◆ **Material supplied**
-- -- --
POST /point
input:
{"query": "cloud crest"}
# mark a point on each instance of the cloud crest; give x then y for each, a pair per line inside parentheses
-- -- --
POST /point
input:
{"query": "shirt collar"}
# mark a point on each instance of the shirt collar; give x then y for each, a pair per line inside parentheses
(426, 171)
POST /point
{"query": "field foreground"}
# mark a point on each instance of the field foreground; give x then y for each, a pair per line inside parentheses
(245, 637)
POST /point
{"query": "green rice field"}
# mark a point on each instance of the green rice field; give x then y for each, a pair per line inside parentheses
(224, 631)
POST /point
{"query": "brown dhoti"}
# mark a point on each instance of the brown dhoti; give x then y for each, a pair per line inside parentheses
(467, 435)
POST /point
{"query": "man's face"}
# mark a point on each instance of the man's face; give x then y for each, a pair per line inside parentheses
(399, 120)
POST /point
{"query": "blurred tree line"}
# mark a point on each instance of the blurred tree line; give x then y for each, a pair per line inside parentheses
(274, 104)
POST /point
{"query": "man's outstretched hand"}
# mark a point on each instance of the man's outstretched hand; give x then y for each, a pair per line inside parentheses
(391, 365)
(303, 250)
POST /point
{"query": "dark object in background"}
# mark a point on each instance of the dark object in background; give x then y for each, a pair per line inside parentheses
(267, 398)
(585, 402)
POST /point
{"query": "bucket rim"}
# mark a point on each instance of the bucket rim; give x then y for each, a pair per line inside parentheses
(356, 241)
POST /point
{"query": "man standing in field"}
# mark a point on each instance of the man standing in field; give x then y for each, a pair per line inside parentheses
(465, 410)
-- -- --
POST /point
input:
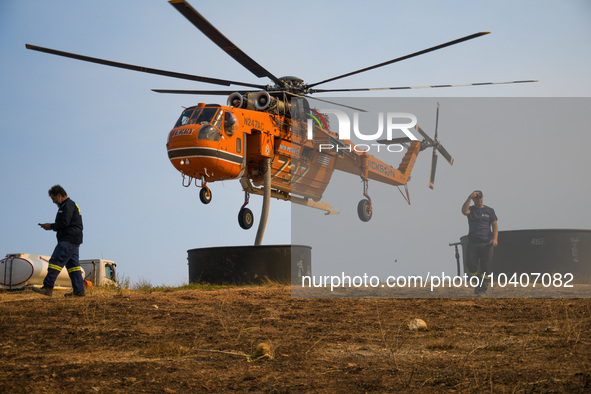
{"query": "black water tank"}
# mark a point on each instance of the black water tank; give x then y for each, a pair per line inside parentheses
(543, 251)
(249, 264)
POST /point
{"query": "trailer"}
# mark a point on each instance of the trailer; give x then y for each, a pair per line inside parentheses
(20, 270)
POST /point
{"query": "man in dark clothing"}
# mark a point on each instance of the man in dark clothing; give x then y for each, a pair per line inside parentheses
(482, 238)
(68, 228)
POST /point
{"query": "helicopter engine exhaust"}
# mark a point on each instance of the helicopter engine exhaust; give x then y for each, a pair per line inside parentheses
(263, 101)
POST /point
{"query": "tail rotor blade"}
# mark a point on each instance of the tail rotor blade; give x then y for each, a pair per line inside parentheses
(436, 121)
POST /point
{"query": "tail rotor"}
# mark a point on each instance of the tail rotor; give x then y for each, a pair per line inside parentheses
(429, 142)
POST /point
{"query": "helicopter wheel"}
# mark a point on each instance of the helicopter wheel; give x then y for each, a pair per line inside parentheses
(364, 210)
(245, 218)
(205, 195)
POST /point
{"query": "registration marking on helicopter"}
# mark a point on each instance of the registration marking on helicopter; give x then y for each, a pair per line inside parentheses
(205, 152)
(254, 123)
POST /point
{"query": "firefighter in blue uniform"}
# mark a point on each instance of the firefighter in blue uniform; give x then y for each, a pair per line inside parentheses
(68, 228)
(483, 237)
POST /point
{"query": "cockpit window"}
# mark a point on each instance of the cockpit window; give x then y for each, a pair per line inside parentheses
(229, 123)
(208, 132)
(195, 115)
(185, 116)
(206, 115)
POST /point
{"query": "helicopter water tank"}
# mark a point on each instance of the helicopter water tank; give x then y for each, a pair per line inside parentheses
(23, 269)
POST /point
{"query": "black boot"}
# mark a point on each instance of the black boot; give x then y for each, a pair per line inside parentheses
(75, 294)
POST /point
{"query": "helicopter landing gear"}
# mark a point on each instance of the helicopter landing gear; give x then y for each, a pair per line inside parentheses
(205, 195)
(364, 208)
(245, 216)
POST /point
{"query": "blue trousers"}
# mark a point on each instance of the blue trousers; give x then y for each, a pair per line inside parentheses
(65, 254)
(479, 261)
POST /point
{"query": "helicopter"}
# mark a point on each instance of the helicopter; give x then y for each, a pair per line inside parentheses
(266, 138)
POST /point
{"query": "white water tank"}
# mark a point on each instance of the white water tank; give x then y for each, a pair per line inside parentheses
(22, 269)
-- -- --
◆ **Set problem**
Pick out each line in the entries above that contains the word "white", and copy those lines.

◆ **The solution**
{"query": "white water tank"}
# mark a point on each instance of the white water tank; give x then y for each, a pair per line inside parentheses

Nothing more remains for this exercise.